(Location identification items)
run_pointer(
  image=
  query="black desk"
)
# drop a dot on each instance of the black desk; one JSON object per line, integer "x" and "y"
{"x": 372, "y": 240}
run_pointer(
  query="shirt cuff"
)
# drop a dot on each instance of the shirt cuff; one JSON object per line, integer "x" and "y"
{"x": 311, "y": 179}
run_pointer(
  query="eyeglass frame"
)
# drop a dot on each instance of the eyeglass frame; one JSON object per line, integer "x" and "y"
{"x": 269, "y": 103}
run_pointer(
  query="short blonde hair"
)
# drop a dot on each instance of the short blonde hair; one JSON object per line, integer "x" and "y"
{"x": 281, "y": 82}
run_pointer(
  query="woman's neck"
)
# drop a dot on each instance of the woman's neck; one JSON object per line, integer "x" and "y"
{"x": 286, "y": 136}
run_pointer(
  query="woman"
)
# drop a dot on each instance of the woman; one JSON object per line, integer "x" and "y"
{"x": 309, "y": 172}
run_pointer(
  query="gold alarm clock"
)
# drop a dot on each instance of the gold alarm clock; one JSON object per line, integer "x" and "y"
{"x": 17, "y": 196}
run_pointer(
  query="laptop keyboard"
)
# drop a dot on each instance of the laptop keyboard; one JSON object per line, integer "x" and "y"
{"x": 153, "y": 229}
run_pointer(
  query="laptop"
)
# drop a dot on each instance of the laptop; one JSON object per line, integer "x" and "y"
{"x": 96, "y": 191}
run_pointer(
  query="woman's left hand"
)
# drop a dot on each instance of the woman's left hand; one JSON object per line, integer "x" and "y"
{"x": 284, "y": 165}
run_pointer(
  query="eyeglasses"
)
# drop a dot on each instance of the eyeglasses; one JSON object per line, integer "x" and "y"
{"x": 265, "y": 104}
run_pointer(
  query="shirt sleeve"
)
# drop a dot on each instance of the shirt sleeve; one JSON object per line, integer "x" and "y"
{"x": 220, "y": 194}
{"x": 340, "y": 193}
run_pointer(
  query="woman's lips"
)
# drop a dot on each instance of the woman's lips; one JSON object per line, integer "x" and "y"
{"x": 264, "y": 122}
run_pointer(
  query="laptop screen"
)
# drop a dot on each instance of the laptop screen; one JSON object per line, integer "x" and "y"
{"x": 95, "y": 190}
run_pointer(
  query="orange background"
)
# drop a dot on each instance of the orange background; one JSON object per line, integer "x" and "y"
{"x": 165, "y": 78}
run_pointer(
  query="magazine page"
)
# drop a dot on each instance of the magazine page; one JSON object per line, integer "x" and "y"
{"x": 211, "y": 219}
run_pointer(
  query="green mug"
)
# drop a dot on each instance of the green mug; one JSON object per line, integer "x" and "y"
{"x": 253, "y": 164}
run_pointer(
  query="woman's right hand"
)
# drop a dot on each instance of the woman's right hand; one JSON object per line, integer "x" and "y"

TASK STATEMENT:
Print the whole listing exactly as it is.

EXERCISE SOLUTION:
run_pointer(
  image=
  query="black desk"
)
# drop a dot on each instance of the black desk; one JSON object per line, integer "x" and "y"
{"x": 372, "y": 240}
run_pointer(
  query="shirt cuff"
)
# drop a dot on each instance of the shirt cuff; one JSON object per line, integer "x" and "y"
{"x": 311, "y": 179}
run_pointer(
  query="eyeglass frame"
)
# drop a dot on each instance of the eyeglass frame; one JSON object per line, integer "x" and "y"
{"x": 269, "y": 103}
run_pointer(
  query="short blonde hair"
)
# drop a dot on each instance of the short blonde hair; one JSON object per line, integer "x" and "y"
{"x": 281, "y": 82}
run_pointer(
  query="woman's neck"
)
# drop a dot on each instance of the woman's neck; one JSON object per line, integer "x" and "y"
{"x": 286, "y": 136}
run_pointer(
  query="woman"
)
# drop a dot on each instance of the woman; one JSON object per line, integer "x" and "y"
{"x": 309, "y": 172}
run_pointer(
  query="gold alarm clock"
)
# drop a dot on each instance of the gold alarm clock; one JSON object per line, integer "x" and "y"
{"x": 17, "y": 196}
run_pointer(
  query="laptop keyboard"
)
# drop a dot on each instance of the laptop keyboard; one JSON object per line, integer "x" and "y"
{"x": 153, "y": 229}
run_pointer(
  query="laptop"
)
# drop a dot on each instance of the laptop; one JSON object per line, integer "x" and "y"
{"x": 96, "y": 191}
run_pointer(
  query="woman's left hand"
)
# drop a dot on each instance of the woman's left hand; one JSON object per line, integer "x" and "y"
{"x": 284, "y": 165}
run_pointer(
  query="eyeglasses"
)
# drop a dot on each instance of the eyeglasses; one JSON object per line, integer "x" and "y"
{"x": 265, "y": 104}
run_pointer(
  query="shirt sleeve"
)
# drop a dot on each instance of the shirt sleeve; one JSON object per line, integer "x" and "y"
{"x": 220, "y": 194}
{"x": 340, "y": 193}
run_pointer(
  query="woman's lips"
)
# drop a dot on each instance of the woman's lips; one JSON object per line, integer "x" and "y"
{"x": 264, "y": 122}
run_pointer(
  query="laptop screen"
)
# drop a dot on each instance of the laptop screen; one JSON object per line, integer "x" and "y"
{"x": 95, "y": 190}
run_pointer(
  query="orange background"
)
# drop a dot on each instance of the orange background; one JSON object per line, integer "x" and "y"
{"x": 165, "y": 78}
run_pointer(
  query="magazine page"
)
# drop a dot on each instance of the magazine page; one JSON object per line, integer "x" and "y"
{"x": 211, "y": 219}
run_pointer(
  query="green mug"
)
# drop a dot on each instance of the green mug; one JSON object per line, integer "x" and "y"
{"x": 253, "y": 164}
run_pointer(
  query="woman's right hand"
)
# drop a dot on each instance of the woman's right hand; one JSON object per line, integer "x" and "y"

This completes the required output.